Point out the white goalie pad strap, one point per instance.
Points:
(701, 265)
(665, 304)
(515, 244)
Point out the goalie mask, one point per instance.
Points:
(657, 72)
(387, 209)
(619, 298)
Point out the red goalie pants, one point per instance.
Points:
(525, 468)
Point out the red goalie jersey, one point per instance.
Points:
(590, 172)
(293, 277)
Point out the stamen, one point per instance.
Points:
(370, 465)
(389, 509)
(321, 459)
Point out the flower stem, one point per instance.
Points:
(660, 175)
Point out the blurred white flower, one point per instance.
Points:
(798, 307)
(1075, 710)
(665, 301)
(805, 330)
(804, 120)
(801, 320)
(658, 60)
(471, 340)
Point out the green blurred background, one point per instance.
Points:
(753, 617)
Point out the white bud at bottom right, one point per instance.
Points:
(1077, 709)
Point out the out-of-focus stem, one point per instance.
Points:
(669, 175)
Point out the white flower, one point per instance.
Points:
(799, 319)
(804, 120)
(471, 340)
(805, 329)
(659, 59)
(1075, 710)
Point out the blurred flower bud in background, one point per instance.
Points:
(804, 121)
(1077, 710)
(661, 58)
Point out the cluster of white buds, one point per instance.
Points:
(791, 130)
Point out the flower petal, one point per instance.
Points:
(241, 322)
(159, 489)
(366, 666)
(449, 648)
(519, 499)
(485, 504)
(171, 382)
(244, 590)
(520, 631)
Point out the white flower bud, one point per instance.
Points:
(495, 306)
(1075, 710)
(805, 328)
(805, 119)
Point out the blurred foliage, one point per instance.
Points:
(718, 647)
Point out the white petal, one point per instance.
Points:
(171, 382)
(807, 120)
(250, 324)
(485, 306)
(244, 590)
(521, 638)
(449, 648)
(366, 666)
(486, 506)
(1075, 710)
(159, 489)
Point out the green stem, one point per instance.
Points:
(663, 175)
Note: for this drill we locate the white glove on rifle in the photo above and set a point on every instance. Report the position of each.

------------------------------------------------

— TASK PROMPT —
Rewrite the lines from the one containing "Point out the green blurred" through the last line, keeping every request as it is but raising each point coordinate by 31.

— EXERCISE OUTPUT —
Point out the green blurred background, one point per instance.
Points:
(784, 648)
Point out the white bud at bottom right, one point per instance.
Points:
(1108, 740)
Point out the out-of-focus stem, one point per instance.
Points:
(700, 206)
Point out the white flower, one point per instance.
Points:
(830, 350)
(835, 151)
(502, 371)
(836, 360)
(690, 90)
(1106, 741)
Point out the blurred flower bud in background, one point per instance.
Points:
(835, 152)
(1108, 741)
(692, 89)
Point out the cluster of white buds, one point per instance.
Points:
(822, 161)
Point out the flower petal, one point per instance.
Points:
(272, 353)
(190, 520)
(397, 697)
(480, 679)
(550, 530)
(516, 535)
(202, 413)
(275, 621)
(551, 662)
Point out the white flower bud, one point per instance.
Points:
(526, 337)
(1106, 741)
(836, 359)
(836, 150)
Point out the blurred foliage, one point per instance.
Points:
(749, 678)
Point out the white petal, one point per instance.
Points:
(202, 413)
(838, 151)
(281, 355)
(516, 337)
(275, 621)
(552, 669)
(480, 679)
(397, 697)
(517, 537)
(1106, 741)
(190, 520)
Point out the green stem, one point per instance.
Points:
(694, 206)
Note: for this drill we locate the white glove on rifle in the photo above and set a point on every instance. Report the position of each.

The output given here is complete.